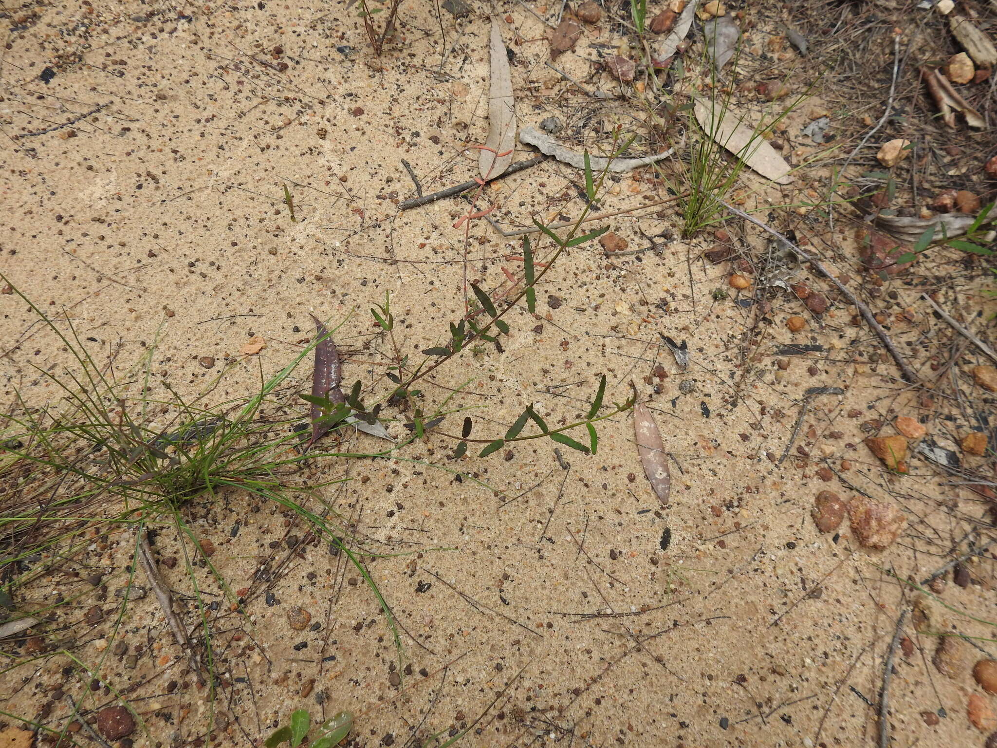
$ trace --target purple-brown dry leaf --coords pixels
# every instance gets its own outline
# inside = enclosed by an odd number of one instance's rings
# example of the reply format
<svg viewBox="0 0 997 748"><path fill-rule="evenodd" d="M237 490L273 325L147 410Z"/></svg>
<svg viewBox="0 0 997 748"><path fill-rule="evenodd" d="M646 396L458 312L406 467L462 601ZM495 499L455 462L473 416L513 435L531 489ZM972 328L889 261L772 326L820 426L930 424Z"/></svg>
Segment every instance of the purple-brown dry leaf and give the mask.
<svg viewBox="0 0 997 748"><path fill-rule="evenodd" d="M346 400L343 391L339 388L339 383L343 379L343 362L339 358L339 351L336 344L329 337L329 331L325 325L314 314L311 318L315 320L315 336L318 342L315 344L315 369L312 372L312 397L325 397L329 395L329 400L333 403L342 403ZM311 404L312 438L309 443L314 443L329 431L331 425L319 423L322 409L315 403Z"/></svg>
<svg viewBox="0 0 997 748"><path fill-rule="evenodd" d="M633 431L637 438L637 454L644 466L644 475L662 506L668 504L672 491L672 474L668 470L668 455L661 442L661 432L651 411L643 403L633 407Z"/></svg>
::::::::
GIVEN REQUEST:
Lay out each line from the start of the rows through the line containing "400L343 391L339 388L339", both ends included, as a Markdown table with the columns No. and Line, numbering the lines and skipping blank ones. Leave the pictures out.

RESULT OF THE EXERCISE:
| No. | Line |
|---|---|
| 1 | $ trace --target purple-brown dry leaf --coords pixels |
| 2 | # every instance gets its own outline |
| 3 | # inside = enclosed by an odd number of one instance's rings |
| 4 | # example of the reply format |
| 5 | <svg viewBox="0 0 997 748"><path fill-rule="evenodd" d="M237 490L273 325L147 410Z"/></svg> |
| 6 | <svg viewBox="0 0 997 748"><path fill-rule="evenodd" d="M646 396L458 312L406 467L462 601ZM495 499L455 462L473 416L513 435L531 489ZM972 328L889 261L772 326L820 426L930 424Z"/></svg> |
| 7 | Segment every instance of the purple-brown dry leaf and give the mask. |
| 8 | <svg viewBox="0 0 997 748"><path fill-rule="evenodd" d="M346 400L343 391L339 388L339 383L343 379L343 362L339 358L339 351L336 344L329 337L329 331L325 325L314 314L311 318L315 320L315 336L318 342L315 344L315 369L312 372L312 397L325 397L329 395L329 400L333 403L342 403ZM311 404L312 438L309 443L314 443L329 431L331 425L319 423L322 409L315 403Z"/></svg> |